-------- Text block --------

He waged a very personal war on cancer and won -- and now a 12-year-old middle schooler from Bethesda is taking his fight nationwide.
WASHINGTON — He waged a very personal war on cancer and won — and now a 12-year-old middle schooler from Bethesda is taking his fight nationwide.
Ryan Darby was diagnosed with acute lymphoblastic leukemia when he was 6 years old. He endured three-and-a-half years of treatment that he describes as “pretty horrible.”
There were good days and bad, but there was always hope, and through it all, Darby was determined to become cancer free.
“Cancer has made me who I am — it formed me intro what I am today,” he says with the voice of a child and the poise of an adult.
His doctors at the MedStar Georgetown University Hospital were so impressed with his resolve that they urged the Darby family to consider applying for a big honor: the national youth ambassador’s program run by Hyundai Hope on Wheels — a nonprofit organization that funds pediatric research programs around the country.
At first — fresh from treatment — Ryan declined to even apply. But a few years out from the grind of chemotherapy, he had a change of heart and impressed the people that run Hope on Wheels so much that he was chosen in a nationwide competition.
“I am going to be going around the country raising awareness of childhood cancer and raising money for research,” says Darby, who along with 12-year-old Hannah Adams from Jacksonville, Florida, will be spreading the message over the next two years.
They actually will have two jobs: reminding adults of the perils of pediatric cancer, and reaching out to kids still in treatment.

--------

▸ Task to carry out
Which place names does the text on Ryan Darby's cancer fight mention, not counting any that appear within an organization's name?

-------- Data for analysis --------

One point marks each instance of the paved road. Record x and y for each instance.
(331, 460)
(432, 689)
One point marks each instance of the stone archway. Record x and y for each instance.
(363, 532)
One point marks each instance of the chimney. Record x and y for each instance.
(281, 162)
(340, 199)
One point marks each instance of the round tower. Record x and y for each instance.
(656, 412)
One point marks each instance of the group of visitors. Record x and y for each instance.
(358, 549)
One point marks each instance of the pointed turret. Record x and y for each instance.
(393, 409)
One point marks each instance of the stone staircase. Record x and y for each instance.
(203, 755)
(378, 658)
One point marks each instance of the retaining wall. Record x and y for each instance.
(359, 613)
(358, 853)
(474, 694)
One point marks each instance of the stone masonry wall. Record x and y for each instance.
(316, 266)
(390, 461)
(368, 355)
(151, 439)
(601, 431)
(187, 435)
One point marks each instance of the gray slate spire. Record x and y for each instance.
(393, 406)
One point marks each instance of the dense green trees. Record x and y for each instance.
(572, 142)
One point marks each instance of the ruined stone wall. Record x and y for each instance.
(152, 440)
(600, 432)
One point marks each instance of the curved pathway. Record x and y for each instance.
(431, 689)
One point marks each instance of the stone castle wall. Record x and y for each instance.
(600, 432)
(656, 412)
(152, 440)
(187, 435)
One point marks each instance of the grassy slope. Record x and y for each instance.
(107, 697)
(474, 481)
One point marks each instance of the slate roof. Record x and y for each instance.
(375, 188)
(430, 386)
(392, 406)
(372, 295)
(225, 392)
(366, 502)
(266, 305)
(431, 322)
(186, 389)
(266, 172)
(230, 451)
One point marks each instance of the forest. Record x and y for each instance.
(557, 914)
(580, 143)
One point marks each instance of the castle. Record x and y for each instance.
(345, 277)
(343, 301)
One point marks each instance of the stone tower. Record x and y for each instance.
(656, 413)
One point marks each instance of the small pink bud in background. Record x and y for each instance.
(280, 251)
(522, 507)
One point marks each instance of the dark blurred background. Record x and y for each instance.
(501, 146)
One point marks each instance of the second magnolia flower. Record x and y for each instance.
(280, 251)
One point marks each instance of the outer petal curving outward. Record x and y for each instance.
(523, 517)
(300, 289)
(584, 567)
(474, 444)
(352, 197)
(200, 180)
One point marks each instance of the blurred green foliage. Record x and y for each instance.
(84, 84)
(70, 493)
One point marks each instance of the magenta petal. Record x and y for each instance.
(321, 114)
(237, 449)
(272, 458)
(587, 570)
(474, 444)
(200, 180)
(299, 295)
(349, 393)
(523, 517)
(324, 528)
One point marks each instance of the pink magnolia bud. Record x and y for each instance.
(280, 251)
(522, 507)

--------

▸ Solution below
Bethesda, Washington, Jacksonville, Florida